§ **GOAL**: Please rewrite the rows below as a numbered list, skipping any blank lines and leaving out the pictures.

--- START OF TASK INPUTS ---

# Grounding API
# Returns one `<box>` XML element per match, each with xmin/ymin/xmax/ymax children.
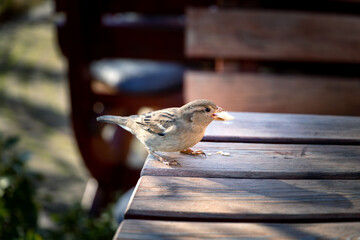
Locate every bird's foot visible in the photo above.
<box><xmin>180</xmin><ymin>148</ymin><xmax>206</xmax><ymax>157</ymax></box>
<box><xmin>151</xmin><ymin>152</ymin><xmax>181</xmax><ymax>166</ymax></box>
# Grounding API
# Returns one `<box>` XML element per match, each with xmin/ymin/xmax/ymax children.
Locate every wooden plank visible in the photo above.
<box><xmin>186</xmin><ymin>8</ymin><xmax>360</xmax><ymax>63</ymax></box>
<box><xmin>203</xmin><ymin>112</ymin><xmax>360</xmax><ymax>145</ymax></box>
<box><xmin>184</xmin><ymin>71</ymin><xmax>360</xmax><ymax>115</ymax></box>
<box><xmin>125</xmin><ymin>176</ymin><xmax>360</xmax><ymax>222</ymax></box>
<box><xmin>141</xmin><ymin>142</ymin><xmax>360</xmax><ymax>179</ymax></box>
<box><xmin>114</xmin><ymin>220</ymin><xmax>360</xmax><ymax>240</ymax></box>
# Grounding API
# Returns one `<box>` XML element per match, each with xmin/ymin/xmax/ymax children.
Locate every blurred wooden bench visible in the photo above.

--- END OF TASK INPUTS ---

§ **RESULT FOR THIS EXERCISE**:
1. # Grounding API
2. # Returns one `<box>` XML element per match, each with xmin/ymin/xmax/ymax children.
3. Locate every bird's foot visible in the photo above.
4. <box><xmin>180</xmin><ymin>148</ymin><xmax>206</xmax><ymax>157</ymax></box>
5. <box><xmin>151</xmin><ymin>152</ymin><xmax>181</xmax><ymax>166</ymax></box>
6. # Grounding API
7. # Returns one `<box>` XML element per match, each with xmin/ymin/xmax/ymax children.
8. Locate every wooden plank visible in the photo above.
9. <box><xmin>186</xmin><ymin>8</ymin><xmax>360</xmax><ymax>63</ymax></box>
10. <box><xmin>203</xmin><ymin>112</ymin><xmax>360</xmax><ymax>145</ymax></box>
11. <box><xmin>184</xmin><ymin>71</ymin><xmax>360</xmax><ymax>115</ymax></box>
12. <box><xmin>125</xmin><ymin>176</ymin><xmax>360</xmax><ymax>222</ymax></box>
13. <box><xmin>141</xmin><ymin>142</ymin><xmax>360</xmax><ymax>179</ymax></box>
14. <box><xmin>114</xmin><ymin>220</ymin><xmax>360</xmax><ymax>240</ymax></box>
15. # Grounding API
16. # Returns one `<box>` XML element per match, each with xmin/ymin/xmax/ymax children.
17. Locate every blurred wooden bench visible in the photo above.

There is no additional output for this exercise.